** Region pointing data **
---------------

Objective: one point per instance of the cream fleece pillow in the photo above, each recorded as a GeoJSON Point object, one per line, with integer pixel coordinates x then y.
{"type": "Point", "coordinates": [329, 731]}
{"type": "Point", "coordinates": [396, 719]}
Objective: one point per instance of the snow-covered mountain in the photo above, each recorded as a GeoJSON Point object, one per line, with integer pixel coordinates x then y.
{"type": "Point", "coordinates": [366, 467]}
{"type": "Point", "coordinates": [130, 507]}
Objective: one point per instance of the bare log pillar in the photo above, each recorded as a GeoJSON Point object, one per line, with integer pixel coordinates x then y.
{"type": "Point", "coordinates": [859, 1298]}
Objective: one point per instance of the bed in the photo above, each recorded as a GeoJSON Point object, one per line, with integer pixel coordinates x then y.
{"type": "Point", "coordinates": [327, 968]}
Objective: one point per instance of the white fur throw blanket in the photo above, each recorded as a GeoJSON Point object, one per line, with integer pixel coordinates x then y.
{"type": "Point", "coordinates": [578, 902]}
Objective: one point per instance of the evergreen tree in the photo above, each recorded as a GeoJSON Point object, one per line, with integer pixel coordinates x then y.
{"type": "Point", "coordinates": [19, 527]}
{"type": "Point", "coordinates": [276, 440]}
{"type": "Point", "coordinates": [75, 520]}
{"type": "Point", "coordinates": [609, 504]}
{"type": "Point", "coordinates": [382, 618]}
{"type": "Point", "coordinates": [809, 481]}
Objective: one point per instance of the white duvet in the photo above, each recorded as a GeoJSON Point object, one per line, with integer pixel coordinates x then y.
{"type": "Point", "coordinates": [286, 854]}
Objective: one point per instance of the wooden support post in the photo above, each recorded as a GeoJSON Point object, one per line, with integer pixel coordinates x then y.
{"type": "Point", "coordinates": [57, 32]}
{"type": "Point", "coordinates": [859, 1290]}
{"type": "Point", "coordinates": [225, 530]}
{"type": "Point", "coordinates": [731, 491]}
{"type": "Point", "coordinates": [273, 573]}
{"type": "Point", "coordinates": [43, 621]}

---------------

** TASK DETAILS **
Give the data again exactly, line for line.

** RESULT OF THIS EXERCISE **
Objective: one point per instance of the cream fleece pillow in the photo above, each recorded as a GeoJSON Point object, one per line, with integer pixel coordinates x then y.
{"type": "Point", "coordinates": [329, 731]}
{"type": "Point", "coordinates": [396, 719]}
Objective: one point per instance of the snow-covered mountain in the photo above, each recorded as a GeoJSON Point object, one per line, with integer pixel coordinates x then y.
{"type": "Point", "coordinates": [366, 467]}
{"type": "Point", "coordinates": [130, 507]}
Objective: one point per instance of the bare log pillar in the photo above, each recorded as a GeoJSON Point object, one per line, with integer pixel coordinates x then y.
{"type": "Point", "coordinates": [859, 1298]}
Objective: one point per instance of the bed in the photo above, each recorded as a GeoJSON Point object, one per line, with integer pixel coordinates x then y.
{"type": "Point", "coordinates": [327, 968]}
Objective: one point per instance of the white fur throw blanket in the photo above, each recorded as a GeoJSON Point object, one per line, with integer pixel coordinates x then y.
{"type": "Point", "coordinates": [578, 902]}
Objective: one point per instance of the evergreen tree in the photo above, each recorded as a GeoJSON Point object, one per line, with integer pixel coordinates x then y.
{"type": "Point", "coordinates": [19, 527]}
{"type": "Point", "coordinates": [276, 440]}
{"type": "Point", "coordinates": [75, 520]}
{"type": "Point", "coordinates": [609, 504]}
{"type": "Point", "coordinates": [382, 618]}
{"type": "Point", "coordinates": [809, 481]}
Objective: one point per instance of the white duvet in the photo above, each recorded as a GeoJSON Point object, one per line, with integer pixel coordinates x then y.
{"type": "Point", "coordinates": [286, 854]}
Objective: one point per instance of the wooden support post in the photo above, each recorded as a GeoJSON Point object, one per line, with integer pixel coordinates x then y.
{"type": "Point", "coordinates": [57, 32]}
{"type": "Point", "coordinates": [859, 1290]}
{"type": "Point", "coordinates": [225, 530]}
{"type": "Point", "coordinates": [731, 491]}
{"type": "Point", "coordinates": [273, 573]}
{"type": "Point", "coordinates": [43, 621]}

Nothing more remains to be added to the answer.